- Document text:
# Reptile documentary



## mr.k (Nov 18, 2010)

Hi - im creating a photo documentary about reptiles and exotic animals in the UK and how owners of multiple pets live and interact with them. Essentially they are observed portraits of the owners and pets at home.

Is there anyone one in London or Cornwall that would be willing for me to meet you and document the relationships with your pets?
if anyone wants to know more, please ask.


----------



## Gaboon (Jun 20, 2005)

Who do you work for?


----------



## mr.k (Nov 18, 2010)

Im currently studying at university, this is a personal body of work so it is not 'for' anyone at this stage.


----------



## andy007 (May 13, 2008)

Do we get paid:lol2:


----------



## mr.k (Nov 18, 2010)

I wouldn't be able to pay you but I could offer you a copy of some images!


----------



## andy007 (May 13, 2008)

- Raw data:
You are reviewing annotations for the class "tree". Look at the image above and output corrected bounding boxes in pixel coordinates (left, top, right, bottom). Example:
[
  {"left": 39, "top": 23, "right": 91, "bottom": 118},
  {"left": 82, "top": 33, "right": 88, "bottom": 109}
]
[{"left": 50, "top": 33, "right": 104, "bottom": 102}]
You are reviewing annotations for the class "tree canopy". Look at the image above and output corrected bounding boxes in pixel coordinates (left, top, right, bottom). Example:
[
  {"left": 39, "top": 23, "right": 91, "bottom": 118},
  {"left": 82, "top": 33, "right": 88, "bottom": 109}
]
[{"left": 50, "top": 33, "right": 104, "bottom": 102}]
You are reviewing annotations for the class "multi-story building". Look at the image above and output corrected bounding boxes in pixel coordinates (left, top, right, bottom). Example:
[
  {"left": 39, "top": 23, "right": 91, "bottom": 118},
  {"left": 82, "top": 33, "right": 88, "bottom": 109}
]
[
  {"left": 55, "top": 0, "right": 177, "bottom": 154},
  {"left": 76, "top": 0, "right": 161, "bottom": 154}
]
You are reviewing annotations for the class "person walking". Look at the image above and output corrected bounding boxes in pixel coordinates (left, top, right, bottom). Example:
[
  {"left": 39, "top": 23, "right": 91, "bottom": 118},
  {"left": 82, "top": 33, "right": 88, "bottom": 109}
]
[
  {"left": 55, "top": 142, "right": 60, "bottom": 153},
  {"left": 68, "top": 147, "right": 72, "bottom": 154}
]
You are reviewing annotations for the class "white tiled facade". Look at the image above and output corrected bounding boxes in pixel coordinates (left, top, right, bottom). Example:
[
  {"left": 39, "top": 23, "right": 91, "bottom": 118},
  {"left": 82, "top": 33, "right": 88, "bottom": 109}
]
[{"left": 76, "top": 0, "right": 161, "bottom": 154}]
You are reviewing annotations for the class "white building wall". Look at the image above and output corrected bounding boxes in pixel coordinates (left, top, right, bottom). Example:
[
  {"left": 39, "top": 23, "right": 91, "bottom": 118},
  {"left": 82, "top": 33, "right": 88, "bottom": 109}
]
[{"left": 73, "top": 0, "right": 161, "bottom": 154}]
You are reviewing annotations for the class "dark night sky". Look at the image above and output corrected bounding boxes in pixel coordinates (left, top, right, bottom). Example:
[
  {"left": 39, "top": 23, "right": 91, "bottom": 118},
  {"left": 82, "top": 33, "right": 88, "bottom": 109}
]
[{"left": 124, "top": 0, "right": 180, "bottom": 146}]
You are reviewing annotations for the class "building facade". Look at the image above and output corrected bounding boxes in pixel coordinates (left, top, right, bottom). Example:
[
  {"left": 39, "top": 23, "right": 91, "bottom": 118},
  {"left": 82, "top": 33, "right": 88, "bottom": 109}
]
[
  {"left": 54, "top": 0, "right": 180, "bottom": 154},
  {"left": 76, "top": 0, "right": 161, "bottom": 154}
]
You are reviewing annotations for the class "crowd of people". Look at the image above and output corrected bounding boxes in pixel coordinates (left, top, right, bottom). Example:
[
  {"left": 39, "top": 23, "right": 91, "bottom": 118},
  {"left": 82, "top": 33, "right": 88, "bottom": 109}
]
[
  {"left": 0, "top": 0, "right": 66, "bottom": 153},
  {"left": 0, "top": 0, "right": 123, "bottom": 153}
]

- Exercise instructions:
Decide whether each statement agrees with the reptile documentary thread, answering yes or no and quoting the deciding words: (a) The project is a photo documentary about reptiles and exotic animals in the UK. (b) The project is being produced for a university client. (c) Pet owners who take part would be paid. The records come from a separate source.

- Exercise result:
(a) Yes: "im creating a photo documentary about reptiles and exotic animals in the UK"
(b) No: "this is a personal body of work so it is not 'for' anyone at this stage"
(c) No: "I wouldn't be able to pay you but I could offer you a copy of some images!"